## Work required
Begin with the line that contains "Target: peach rose" and transcribe each line after it, up to and including the last line of the listing below.
=== Material provided ===
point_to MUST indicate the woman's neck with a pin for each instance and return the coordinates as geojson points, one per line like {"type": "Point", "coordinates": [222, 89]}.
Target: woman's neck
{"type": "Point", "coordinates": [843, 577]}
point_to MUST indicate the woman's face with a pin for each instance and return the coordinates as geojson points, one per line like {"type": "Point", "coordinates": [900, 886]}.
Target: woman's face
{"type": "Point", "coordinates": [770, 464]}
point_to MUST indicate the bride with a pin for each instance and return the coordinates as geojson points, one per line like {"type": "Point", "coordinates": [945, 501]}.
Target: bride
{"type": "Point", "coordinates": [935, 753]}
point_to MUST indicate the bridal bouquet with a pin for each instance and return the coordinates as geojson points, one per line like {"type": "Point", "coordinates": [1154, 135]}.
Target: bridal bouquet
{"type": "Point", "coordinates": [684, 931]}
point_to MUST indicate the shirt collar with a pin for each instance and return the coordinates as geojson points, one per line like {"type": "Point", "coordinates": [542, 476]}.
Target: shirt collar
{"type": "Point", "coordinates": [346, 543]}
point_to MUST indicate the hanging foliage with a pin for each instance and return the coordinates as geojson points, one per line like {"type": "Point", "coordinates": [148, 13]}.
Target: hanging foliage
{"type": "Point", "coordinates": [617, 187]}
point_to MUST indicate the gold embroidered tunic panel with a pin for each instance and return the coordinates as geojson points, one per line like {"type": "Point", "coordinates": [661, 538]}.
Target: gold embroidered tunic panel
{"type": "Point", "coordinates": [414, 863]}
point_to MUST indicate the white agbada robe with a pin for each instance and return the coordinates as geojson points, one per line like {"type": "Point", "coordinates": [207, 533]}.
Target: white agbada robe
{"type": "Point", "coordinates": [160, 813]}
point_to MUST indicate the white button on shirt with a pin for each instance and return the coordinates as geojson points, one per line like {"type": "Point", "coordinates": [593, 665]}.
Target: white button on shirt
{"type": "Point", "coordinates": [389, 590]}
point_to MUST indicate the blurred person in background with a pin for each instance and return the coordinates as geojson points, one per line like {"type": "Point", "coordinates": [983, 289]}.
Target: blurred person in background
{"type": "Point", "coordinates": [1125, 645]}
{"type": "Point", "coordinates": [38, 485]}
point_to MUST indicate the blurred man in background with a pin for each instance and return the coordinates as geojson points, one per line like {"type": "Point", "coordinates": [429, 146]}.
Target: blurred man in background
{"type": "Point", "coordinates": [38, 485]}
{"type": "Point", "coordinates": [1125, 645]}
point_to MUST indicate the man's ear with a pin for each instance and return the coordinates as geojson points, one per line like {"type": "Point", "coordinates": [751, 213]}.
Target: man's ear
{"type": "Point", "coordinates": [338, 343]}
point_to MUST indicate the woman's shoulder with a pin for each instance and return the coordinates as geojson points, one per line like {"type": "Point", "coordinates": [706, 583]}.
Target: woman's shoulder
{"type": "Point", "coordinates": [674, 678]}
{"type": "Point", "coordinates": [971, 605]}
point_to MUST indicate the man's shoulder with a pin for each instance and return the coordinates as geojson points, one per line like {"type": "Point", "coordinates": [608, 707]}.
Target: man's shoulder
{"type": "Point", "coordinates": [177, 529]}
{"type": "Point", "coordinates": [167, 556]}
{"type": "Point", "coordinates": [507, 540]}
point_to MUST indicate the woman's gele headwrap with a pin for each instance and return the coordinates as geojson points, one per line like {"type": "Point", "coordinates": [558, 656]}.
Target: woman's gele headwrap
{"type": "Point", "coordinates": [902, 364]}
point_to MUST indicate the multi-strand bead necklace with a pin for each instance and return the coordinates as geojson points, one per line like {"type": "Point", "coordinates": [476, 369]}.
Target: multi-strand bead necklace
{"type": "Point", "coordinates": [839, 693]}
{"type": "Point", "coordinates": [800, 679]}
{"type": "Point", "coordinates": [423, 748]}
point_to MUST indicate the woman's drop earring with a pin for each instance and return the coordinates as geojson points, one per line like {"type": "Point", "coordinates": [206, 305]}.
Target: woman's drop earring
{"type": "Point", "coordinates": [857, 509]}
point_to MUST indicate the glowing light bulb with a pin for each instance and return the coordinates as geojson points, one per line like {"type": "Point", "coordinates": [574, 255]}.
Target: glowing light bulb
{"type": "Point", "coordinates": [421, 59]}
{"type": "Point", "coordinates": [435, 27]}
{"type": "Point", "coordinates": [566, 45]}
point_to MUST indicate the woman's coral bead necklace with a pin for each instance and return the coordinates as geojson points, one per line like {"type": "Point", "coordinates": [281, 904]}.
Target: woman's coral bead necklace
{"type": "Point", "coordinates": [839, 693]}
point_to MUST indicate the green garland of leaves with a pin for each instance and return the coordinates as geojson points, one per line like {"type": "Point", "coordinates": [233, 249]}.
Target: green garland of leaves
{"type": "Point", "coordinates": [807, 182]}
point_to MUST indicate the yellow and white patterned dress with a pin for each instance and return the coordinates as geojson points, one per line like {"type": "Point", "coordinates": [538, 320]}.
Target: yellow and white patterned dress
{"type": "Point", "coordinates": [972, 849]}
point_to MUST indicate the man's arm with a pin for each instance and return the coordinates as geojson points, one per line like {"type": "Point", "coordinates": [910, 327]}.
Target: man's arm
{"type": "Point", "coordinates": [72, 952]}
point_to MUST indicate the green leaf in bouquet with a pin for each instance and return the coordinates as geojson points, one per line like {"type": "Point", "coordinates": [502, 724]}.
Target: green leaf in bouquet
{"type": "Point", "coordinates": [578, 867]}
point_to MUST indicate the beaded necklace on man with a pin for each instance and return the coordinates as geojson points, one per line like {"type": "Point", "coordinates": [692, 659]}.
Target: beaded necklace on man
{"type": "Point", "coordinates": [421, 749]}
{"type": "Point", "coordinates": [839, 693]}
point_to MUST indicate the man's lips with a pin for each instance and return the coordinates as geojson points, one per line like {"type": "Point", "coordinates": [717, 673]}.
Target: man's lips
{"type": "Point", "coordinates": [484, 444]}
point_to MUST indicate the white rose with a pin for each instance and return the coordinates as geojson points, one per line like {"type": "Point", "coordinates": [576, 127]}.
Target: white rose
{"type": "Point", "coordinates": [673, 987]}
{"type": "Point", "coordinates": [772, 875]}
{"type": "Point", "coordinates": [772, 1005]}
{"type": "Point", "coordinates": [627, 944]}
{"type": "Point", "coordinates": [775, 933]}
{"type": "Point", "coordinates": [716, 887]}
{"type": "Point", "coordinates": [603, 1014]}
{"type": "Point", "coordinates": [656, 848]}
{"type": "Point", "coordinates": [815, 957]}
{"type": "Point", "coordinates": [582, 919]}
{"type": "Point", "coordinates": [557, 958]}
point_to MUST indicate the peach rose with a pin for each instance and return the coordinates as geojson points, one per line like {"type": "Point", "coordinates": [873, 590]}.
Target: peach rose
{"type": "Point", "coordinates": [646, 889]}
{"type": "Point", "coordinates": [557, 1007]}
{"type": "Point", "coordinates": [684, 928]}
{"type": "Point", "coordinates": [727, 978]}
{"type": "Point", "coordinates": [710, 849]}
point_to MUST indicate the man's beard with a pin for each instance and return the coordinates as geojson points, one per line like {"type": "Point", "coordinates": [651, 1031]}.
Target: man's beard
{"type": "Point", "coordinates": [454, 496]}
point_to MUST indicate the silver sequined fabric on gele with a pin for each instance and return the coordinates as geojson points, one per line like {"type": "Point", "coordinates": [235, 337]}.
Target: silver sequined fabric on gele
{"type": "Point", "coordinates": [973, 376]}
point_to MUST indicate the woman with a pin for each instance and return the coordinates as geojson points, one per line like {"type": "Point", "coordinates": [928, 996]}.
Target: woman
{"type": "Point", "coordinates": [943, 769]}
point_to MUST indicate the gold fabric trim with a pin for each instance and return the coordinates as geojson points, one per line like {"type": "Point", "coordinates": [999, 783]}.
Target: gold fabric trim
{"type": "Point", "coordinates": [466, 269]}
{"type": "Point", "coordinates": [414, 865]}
===
## Response area
Target: peach rose
{"type": "Point", "coordinates": [646, 889]}
{"type": "Point", "coordinates": [557, 1007]}
{"type": "Point", "coordinates": [684, 928]}
{"type": "Point", "coordinates": [727, 978]}
{"type": "Point", "coordinates": [710, 849]}
point_to MUST indicate the man's beard with a pin for each instance and return the coordinates as geojson points, one per line like {"type": "Point", "coordinates": [651, 1031]}.
Target: man's beard
{"type": "Point", "coordinates": [454, 496]}
point_to MUST indicate the silver sequined fabric on gele with a pin for each instance and return the coordinates as geojson points, one per line like {"type": "Point", "coordinates": [235, 337]}.
Target: silver sequined fabric on gele
{"type": "Point", "coordinates": [973, 376]}
point_to MUST indicate the woman with a pin for each instance and return the coordinates as geojson points, one per line like {"type": "Point", "coordinates": [928, 996]}.
Target: woman
{"type": "Point", "coordinates": [943, 769]}
point_to MUST indicate the gold fabric trim with a pin for each instance and return the coordinates as geojson points, one per line like {"type": "Point", "coordinates": [999, 783]}.
Target: gold fabric trim
{"type": "Point", "coordinates": [466, 269]}
{"type": "Point", "coordinates": [414, 865]}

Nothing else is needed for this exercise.